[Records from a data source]
☆ ☆ ☆ ☆

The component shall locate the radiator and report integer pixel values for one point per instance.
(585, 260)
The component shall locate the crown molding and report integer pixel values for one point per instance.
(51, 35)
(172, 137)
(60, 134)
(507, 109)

☆ ☆ ☆ ☆

What is being asked: Render the listing above as a two-column CSV with the headers instruction and coordinates. Give one row per instruction, with each field in double quotes and any line breaks replaced by spaces.

Exercise output:
instruction,coordinates
"The component shall locate the radiator and report integer pixel values for one point per instance.","(585, 260)"
"The component shall locate the crown molding and report integer pixel values for one point per instance.","(51, 35) (172, 137) (60, 134) (507, 109)"